[Some records]

※

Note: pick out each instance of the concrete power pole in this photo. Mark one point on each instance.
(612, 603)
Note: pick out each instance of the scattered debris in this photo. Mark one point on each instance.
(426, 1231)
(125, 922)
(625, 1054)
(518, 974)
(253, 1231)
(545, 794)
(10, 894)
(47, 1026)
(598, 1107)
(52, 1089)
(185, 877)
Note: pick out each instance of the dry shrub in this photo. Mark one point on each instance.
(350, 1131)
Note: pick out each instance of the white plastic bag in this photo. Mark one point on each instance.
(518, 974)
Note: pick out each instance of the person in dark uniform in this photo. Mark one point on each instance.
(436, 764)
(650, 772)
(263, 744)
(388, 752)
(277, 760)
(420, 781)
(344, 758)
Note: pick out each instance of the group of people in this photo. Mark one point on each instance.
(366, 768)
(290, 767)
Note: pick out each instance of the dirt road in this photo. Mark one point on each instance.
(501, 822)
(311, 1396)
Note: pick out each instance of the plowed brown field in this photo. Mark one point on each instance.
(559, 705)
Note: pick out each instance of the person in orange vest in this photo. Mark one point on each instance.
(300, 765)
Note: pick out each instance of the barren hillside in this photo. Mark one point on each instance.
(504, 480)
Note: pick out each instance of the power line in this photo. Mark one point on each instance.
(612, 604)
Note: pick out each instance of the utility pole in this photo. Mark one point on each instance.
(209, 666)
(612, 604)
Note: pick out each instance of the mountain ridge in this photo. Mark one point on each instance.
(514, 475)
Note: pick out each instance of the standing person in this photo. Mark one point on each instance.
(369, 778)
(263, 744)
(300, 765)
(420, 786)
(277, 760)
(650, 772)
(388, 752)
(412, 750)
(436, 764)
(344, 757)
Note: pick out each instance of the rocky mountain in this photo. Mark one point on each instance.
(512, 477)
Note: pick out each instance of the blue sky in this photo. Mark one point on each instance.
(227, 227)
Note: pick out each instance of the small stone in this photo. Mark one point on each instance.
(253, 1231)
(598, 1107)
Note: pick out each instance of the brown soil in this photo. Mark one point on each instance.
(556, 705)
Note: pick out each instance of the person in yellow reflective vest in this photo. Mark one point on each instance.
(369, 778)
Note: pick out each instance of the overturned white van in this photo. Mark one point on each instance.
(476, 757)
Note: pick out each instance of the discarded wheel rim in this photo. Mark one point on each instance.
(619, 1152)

※

• [Requirements] Reproduce the lines from the line containing "Note: pick out each instance of the overturned" through the end of the records, including both ends and keeping every request line. Increase each coordinate in the answers by 14.

• [Answer to this problem]
Note: pick out each instance of the overturned white van in this photo. Mark one point on each instance.
(490, 771)
Note: pick out each instance of the discarded wheel rim in this photo. Mark one point on each instance.
(633, 1166)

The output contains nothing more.